-------- Source extract --------

Housing Market Horrors

Published in Investing Strategy on 3 March 2008

House prices crashing, consumer confidence crumbling, business in retreat...yet inflation rising. The States faces the nightmare Stagflation scenario.

It gets worse and worse. Lots more seriously unpleasant stories keep floating across the pond.

As ever these days, the US housing market is bearing the brunt.

But as the gloom spreads, the nightmare of Stagflation (economic stagnation + rising inflation) is on the doorstep.

US home foreclosures jumped 8% in January and by 57% from a year earlier, according to property monitor RealtyTrac, with bank repossessions soaring 90% from a year earlier. Nevada, California and Florida posted the highest foreclosure rates.

House prices tumbled almost 9% in the final quarter of 2007 from a year ago, Standard & Poor's said last week, showing the biggest depreciation since comparative records began in 1987.

This was confirmed by the S&P/Case-Shiller index which saw a 9.1% plunge in home values, the highest-ever logged, in the 20 leading US cities for the year to December. Miami suffered a 17.5% collapse, Las Vegas and Phoenix each suffered a 15.3% subsidence while Los Angeles, San Diego, San Francisco, Detroit and Tampa all endured double-digit declines.

-------- Listed entries --------

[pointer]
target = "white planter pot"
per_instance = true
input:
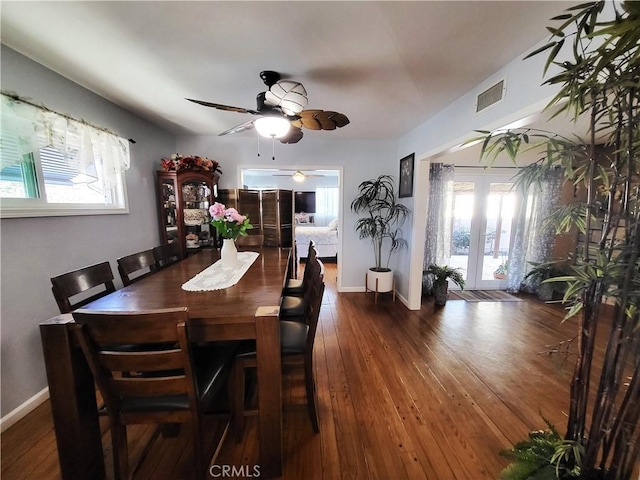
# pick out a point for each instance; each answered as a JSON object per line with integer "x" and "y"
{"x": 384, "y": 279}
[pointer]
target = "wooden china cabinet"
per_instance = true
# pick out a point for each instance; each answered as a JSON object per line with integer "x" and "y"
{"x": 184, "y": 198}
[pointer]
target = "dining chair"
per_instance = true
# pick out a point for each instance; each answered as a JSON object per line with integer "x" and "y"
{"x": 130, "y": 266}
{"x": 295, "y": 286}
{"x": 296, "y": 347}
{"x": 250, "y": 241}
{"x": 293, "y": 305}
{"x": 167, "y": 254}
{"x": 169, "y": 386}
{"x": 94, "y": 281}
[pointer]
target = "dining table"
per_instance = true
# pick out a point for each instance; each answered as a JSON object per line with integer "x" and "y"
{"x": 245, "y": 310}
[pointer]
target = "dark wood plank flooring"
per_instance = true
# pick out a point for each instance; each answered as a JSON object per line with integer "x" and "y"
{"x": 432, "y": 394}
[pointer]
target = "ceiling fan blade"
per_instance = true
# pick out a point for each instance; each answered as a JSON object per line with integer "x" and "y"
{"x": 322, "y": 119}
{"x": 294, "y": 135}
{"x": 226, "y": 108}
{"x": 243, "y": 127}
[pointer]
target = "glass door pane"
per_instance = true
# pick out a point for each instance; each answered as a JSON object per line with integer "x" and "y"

--------
-------- Listed entries --------

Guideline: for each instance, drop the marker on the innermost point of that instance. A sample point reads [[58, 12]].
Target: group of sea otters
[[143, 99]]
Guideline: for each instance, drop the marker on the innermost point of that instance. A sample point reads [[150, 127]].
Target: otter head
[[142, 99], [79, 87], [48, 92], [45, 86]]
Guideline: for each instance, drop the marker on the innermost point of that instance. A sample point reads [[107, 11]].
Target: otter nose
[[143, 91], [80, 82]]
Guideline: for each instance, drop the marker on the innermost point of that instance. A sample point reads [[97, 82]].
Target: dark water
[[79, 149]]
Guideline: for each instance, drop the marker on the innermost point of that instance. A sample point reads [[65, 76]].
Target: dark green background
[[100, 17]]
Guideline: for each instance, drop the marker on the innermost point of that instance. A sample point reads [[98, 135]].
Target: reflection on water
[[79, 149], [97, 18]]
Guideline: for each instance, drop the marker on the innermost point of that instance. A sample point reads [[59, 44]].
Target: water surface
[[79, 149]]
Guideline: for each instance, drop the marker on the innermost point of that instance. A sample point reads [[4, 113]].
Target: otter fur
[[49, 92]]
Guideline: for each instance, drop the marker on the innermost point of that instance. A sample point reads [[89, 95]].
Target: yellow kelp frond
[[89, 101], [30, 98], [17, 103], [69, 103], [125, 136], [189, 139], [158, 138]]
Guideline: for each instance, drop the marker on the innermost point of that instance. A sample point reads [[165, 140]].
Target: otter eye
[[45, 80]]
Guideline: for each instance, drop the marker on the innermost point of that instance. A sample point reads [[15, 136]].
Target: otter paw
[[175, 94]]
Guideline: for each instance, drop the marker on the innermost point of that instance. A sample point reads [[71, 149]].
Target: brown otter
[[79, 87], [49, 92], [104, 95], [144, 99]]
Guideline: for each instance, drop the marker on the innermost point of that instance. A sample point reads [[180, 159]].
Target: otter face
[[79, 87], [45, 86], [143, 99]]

--------

▶ [What you need to do]:
A. Which three states had the highest foreclosure rates, according to the housing market article?
B. Translate this sentence from the housing market article into Spanish: "As ever these days, the US housing market is bearing the brunt."
C. Carry on writing the housing market article from the point where it stops.
The rows have nothing to do with the housing market article.

▶ [Expected results]:
A. Nevada, California and Florida.

B. Como siempre en estos días, el mercado inmobiliario de EE. UU. está soportando la peor parte.

C.
What really highlighted the extent of house-price erosion was the staggering 5.4% quarterly nose-dive compared with the previous three-month period, by far the largest quarter-on-quarter slump in the index's history. The greatest previous slide was the revised 1.8% drop in the third quarter of 2007.

Sales collapse as unsold stocks rise 

So it comes as no surprise to hear that American new home sales in January shrank to a 13-year low, according to the Commerce Department, 34% below last year's figure.

And prices for new-builds have fared even worse than for existing properties with a biggest-ever 15% plummet from a year ago, said the officials, after a monthly moderation of 1.46%.

Despite a 2.2% drop in the number of unsold homes, slowing sales left builders with inventory equivalent to 9.9 months' supply at the current completion rate, the highest stock levels since supply equated to 10.3 months in October 1981.

Builders have been slashing prices and offering incentives such as built-in spas, plasma televisions and gym memberships to attract customers. But it's proving an uphill battle. Potential buyers have either become fearful of buying a depreciating asset or are waiting for even more discounting, suggesting that further price cuts may be necessary to boost sales.

Particularly as US consumer confidence has just diminished to its lowest level in five years, with the latest Conference Board index now pointing to the worst outlook for 17 years.

Within the report there was increasing caution about jobs. The proportion of respondents believing jobs are plentiful waned to 20.6% from 23.8% last month.

What's more, the latest report from the National Association of Purchasing Management-Chicago, widely regarded as the manufacturing barometer, showed American business activity contracting this month to the lowest since December 2001.

Throw in some price pessimism...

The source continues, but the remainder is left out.